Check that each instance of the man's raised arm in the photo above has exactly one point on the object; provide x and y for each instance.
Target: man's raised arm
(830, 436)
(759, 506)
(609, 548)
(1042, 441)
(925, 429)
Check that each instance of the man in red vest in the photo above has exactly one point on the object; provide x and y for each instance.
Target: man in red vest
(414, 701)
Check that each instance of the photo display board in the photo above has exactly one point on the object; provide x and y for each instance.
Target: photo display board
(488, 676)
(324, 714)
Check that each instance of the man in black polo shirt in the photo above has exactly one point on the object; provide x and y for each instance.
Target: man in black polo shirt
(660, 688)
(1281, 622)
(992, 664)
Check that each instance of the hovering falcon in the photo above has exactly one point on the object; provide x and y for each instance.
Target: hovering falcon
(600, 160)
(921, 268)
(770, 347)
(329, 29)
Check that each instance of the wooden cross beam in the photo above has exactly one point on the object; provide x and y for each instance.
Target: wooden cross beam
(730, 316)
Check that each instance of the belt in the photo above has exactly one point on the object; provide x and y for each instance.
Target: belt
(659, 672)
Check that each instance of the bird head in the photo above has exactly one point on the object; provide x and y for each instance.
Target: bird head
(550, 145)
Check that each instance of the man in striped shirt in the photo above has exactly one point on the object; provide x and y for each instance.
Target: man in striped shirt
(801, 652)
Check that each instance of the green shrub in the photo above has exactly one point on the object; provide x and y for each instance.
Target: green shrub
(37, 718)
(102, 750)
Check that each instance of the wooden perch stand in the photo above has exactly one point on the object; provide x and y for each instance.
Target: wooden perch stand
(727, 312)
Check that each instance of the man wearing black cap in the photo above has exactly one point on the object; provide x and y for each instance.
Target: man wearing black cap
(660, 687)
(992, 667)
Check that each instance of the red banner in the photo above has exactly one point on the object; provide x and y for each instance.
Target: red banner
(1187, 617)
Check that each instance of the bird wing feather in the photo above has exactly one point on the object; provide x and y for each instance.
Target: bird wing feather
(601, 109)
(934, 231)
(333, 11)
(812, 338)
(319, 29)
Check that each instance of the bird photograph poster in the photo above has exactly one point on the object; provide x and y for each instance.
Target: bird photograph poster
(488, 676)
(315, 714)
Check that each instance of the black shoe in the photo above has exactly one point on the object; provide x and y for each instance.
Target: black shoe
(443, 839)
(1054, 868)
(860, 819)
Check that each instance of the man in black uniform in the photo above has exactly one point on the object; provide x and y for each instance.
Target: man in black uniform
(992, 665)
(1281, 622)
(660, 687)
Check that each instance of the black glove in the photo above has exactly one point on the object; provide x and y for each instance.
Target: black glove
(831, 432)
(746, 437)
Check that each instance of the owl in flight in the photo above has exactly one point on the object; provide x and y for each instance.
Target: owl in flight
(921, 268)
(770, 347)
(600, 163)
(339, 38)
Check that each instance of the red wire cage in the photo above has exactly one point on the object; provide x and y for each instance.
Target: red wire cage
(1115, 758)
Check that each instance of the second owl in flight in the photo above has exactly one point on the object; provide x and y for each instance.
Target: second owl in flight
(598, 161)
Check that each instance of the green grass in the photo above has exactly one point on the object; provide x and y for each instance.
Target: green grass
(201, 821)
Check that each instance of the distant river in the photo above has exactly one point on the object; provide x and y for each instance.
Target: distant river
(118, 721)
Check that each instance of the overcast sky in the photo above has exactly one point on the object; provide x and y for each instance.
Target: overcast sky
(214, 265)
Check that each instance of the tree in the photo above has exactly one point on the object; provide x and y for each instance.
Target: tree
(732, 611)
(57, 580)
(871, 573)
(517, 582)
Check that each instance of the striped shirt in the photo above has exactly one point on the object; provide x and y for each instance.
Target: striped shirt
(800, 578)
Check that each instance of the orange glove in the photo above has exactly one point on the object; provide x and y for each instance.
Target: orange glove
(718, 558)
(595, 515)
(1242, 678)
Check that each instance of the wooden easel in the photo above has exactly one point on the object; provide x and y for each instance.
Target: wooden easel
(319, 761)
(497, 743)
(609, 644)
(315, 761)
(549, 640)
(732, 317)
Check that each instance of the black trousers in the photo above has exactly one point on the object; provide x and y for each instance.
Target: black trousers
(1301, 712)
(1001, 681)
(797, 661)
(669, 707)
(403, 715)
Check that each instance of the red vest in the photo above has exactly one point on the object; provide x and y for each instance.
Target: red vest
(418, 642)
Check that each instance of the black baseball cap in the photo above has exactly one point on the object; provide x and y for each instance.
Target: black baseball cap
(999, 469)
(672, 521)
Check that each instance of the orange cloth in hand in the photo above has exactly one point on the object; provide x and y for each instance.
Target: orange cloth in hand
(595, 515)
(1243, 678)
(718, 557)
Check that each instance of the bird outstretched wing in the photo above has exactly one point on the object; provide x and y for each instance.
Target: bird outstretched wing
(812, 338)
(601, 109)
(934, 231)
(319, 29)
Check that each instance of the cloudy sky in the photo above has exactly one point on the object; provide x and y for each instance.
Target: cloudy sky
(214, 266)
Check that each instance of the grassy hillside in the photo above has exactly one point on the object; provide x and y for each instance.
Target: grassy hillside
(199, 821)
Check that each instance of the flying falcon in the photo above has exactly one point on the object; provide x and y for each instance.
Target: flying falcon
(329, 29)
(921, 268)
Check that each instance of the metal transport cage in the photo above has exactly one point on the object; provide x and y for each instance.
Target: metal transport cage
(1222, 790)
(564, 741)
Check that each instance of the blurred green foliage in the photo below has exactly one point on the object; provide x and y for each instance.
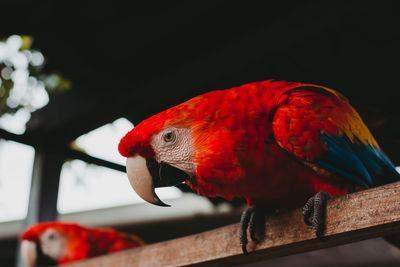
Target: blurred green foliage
(23, 82)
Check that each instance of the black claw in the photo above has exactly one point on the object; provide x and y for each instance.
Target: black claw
(254, 219)
(308, 209)
(244, 223)
(244, 249)
(316, 205)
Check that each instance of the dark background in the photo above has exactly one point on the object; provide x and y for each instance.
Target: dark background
(134, 59)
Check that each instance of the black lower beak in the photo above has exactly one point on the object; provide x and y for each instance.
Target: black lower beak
(165, 175)
(44, 260)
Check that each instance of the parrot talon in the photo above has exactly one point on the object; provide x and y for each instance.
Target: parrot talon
(251, 219)
(244, 224)
(253, 223)
(316, 206)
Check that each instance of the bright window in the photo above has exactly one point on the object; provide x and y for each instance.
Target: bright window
(16, 162)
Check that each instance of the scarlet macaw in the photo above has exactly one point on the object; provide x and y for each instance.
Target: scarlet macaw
(53, 243)
(277, 144)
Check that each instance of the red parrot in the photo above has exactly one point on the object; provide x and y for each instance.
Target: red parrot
(54, 243)
(277, 144)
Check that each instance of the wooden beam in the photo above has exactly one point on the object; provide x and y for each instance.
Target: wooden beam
(44, 190)
(362, 215)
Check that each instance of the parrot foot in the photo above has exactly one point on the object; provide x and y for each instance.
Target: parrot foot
(316, 205)
(251, 218)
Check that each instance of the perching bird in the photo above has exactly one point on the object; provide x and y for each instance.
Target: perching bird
(53, 243)
(278, 144)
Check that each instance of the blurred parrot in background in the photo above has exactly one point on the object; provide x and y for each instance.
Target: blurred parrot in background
(277, 144)
(54, 243)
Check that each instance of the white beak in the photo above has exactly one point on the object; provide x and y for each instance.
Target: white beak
(141, 179)
(28, 252)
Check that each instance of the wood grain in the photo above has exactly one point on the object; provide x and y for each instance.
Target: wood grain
(354, 217)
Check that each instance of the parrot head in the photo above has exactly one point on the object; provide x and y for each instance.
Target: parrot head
(43, 245)
(160, 152)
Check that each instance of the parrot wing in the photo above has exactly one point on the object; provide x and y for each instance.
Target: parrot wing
(319, 126)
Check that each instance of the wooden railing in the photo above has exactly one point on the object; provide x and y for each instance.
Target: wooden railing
(362, 215)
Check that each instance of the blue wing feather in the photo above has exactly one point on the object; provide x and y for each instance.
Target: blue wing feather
(361, 163)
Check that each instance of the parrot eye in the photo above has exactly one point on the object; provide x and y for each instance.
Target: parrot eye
(169, 137)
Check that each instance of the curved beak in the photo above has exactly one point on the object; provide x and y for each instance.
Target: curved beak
(141, 180)
(28, 252)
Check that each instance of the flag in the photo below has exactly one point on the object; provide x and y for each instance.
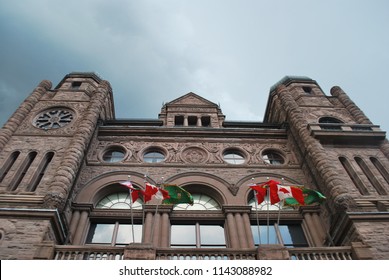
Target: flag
(134, 192)
(177, 195)
(280, 192)
(262, 189)
(310, 197)
(260, 192)
(152, 191)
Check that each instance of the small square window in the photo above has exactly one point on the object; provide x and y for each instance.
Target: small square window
(179, 120)
(76, 85)
(307, 90)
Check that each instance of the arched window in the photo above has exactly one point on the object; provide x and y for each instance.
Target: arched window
(112, 231)
(329, 123)
(8, 164)
(22, 170)
(194, 231)
(353, 176)
(200, 202)
(40, 171)
(370, 176)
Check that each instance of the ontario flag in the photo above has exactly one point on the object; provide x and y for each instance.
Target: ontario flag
(279, 193)
(134, 192)
(261, 189)
(152, 192)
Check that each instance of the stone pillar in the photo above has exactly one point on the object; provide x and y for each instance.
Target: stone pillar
(82, 223)
(73, 224)
(272, 252)
(21, 113)
(232, 231)
(249, 234)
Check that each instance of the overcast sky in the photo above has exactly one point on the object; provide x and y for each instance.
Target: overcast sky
(230, 52)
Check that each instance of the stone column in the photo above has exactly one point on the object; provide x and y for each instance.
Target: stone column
(232, 231)
(74, 154)
(82, 223)
(21, 113)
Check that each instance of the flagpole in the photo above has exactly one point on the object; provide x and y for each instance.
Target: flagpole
(155, 218)
(268, 210)
(143, 213)
(281, 205)
(256, 214)
(131, 213)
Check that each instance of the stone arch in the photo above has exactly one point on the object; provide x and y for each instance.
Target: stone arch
(96, 188)
(209, 184)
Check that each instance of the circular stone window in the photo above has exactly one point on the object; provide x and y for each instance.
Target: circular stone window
(53, 118)
(114, 154)
(273, 157)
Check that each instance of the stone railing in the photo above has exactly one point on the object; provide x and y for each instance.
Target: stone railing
(89, 252)
(71, 252)
(321, 253)
(205, 254)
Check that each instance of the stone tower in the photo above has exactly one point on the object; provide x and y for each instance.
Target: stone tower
(344, 154)
(43, 145)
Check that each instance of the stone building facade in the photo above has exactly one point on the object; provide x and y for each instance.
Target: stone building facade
(63, 155)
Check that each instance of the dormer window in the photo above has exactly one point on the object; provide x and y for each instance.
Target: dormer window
(179, 120)
(76, 85)
(206, 121)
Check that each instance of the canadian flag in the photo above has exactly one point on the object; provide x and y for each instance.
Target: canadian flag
(281, 192)
(134, 192)
(152, 191)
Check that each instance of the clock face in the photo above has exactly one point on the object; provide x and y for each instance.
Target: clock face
(53, 118)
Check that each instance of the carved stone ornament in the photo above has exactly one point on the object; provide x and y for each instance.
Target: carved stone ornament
(53, 118)
(194, 155)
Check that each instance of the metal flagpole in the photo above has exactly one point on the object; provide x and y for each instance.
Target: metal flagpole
(256, 214)
(155, 219)
(281, 205)
(132, 216)
(268, 210)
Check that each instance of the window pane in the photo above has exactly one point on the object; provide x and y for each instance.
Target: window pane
(124, 236)
(293, 235)
(212, 236)
(183, 236)
(267, 234)
(100, 233)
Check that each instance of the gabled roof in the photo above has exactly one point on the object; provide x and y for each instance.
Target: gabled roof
(191, 99)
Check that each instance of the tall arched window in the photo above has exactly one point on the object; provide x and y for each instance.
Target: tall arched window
(353, 176)
(195, 232)
(40, 171)
(370, 176)
(115, 229)
(22, 170)
(8, 164)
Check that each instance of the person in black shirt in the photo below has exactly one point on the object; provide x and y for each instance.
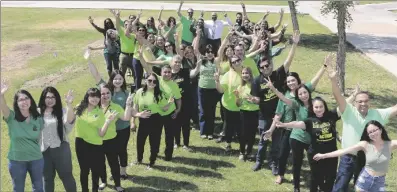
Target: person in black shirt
(268, 102)
(321, 125)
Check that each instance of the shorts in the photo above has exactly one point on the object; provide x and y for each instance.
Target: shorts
(367, 182)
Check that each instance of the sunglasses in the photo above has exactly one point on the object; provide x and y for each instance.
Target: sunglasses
(152, 81)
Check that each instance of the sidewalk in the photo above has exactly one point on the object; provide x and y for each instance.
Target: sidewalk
(373, 31)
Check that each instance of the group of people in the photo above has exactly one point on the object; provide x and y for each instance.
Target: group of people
(183, 80)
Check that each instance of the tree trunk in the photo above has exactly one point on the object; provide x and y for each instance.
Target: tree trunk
(294, 18)
(341, 56)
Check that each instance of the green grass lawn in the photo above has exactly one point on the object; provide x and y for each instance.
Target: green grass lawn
(67, 32)
(238, 2)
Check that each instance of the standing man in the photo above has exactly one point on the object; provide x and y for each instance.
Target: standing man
(354, 117)
(214, 29)
(187, 35)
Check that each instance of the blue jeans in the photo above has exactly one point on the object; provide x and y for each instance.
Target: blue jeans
(367, 182)
(138, 72)
(348, 166)
(18, 170)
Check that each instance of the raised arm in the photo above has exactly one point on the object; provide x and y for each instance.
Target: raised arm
(159, 17)
(358, 147)
(340, 100)
(144, 64)
(3, 105)
(320, 73)
(94, 71)
(196, 70)
(288, 61)
(70, 116)
(179, 10)
(279, 20)
(99, 29)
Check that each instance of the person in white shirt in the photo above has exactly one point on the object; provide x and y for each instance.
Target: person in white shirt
(214, 29)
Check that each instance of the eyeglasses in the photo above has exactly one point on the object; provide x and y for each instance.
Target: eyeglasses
(152, 81)
(372, 132)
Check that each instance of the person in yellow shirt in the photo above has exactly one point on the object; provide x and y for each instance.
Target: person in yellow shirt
(90, 127)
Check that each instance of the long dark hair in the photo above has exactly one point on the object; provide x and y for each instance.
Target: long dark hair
(32, 109)
(112, 76)
(297, 96)
(111, 25)
(292, 74)
(326, 109)
(365, 136)
(56, 109)
(156, 92)
(91, 92)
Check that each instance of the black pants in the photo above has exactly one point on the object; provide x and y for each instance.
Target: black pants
(183, 120)
(232, 124)
(297, 158)
(322, 173)
(149, 127)
(216, 43)
(111, 154)
(170, 129)
(90, 158)
(123, 136)
(249, 124)
(285, 148)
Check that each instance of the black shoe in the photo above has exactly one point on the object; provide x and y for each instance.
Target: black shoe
(256, 167)
(123, 177)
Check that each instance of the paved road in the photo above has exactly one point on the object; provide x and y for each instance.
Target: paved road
(373, 31)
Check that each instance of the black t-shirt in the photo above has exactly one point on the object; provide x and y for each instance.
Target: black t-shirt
(183, 81)
(268, 99)
(323, 132)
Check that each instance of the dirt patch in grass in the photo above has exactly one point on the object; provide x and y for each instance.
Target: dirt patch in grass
(53, 79)
(20, 53)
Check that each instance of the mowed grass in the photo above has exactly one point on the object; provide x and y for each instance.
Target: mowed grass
(67, 32)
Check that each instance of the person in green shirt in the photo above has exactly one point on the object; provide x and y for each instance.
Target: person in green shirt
(24, 127)
(299, 139)
(90, 127)
(187, 35)
(249, 110)
(227, 85)
(149, 99)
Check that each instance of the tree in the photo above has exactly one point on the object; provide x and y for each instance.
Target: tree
(340, 9)
(294, 18)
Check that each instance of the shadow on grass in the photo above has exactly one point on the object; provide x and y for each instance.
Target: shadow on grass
(206, 163)
(190, 172)
(323, 42)
(162, 184)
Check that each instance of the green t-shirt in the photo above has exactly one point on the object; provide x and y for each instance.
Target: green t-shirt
(187, 35)
(206, 78)
(244, 92)
(88, 125)
(146, 101)
(170, 89)
(111, 132)
(286, 112)
(354, 122)
(119, 98)
(170, 37)
(24, 138)
(230, 82)
(301, 114)
(225, 66)
(127, 43)
(248, 62)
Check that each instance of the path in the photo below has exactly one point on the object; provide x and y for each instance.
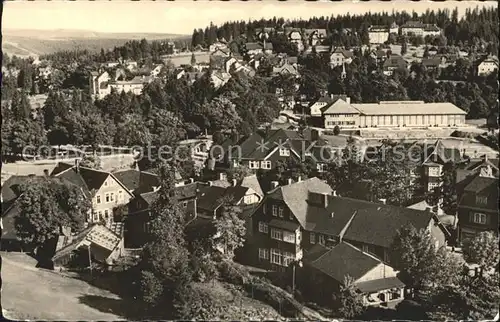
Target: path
(35, 294)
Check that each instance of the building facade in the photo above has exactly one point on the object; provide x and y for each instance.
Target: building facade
(393, 114)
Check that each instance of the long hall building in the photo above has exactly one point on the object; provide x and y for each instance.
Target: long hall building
(392, 114)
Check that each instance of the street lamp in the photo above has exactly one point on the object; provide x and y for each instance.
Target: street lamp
(294, 264)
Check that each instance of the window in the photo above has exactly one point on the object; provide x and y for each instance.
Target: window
(312, 238)
(263, 228)
(263, 253)
(481, 200)
(276, 234)
(284, 152)
(253, 164)
(276, 257)
(289, 237)
(265, 165)
(479, 218)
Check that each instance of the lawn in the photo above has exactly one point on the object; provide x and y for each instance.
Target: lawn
(34, 294)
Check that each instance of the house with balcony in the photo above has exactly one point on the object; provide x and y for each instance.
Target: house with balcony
(378, 34)
(103, 188)
(326, 268)
(293, 218)
(477, 206)
(340, 57)
(265, 149)
(487, 66)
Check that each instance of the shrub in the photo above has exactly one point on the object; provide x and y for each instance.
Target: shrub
(233, 273)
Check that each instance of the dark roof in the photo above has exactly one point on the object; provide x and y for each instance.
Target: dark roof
(295, 196)
(137, 180)
(395, 61)
(11, 188)
(379, 284)
(482, 184)
(378, 226)
(332, 219)
(286, 225)
(344, 259)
+===+
▸ **Task requirements**: Your answer should be each line from the preceding material in which the word "below" occurs.

▸ **Task answer**:
Check that each instance of the blurred green foliage in the photo below has exactly one point on the object; provide x and y for each instance.
Check that each instance of the flag in the photo below has exactly one point on the object; provide x and y for each instance.
Check that each instance of the person in black shirt in the photo below has exactly one point on the object; provide x and y for each instance.
Check that each instance of the path in the photo below has exactly one point on the object; provide x and y for each instance.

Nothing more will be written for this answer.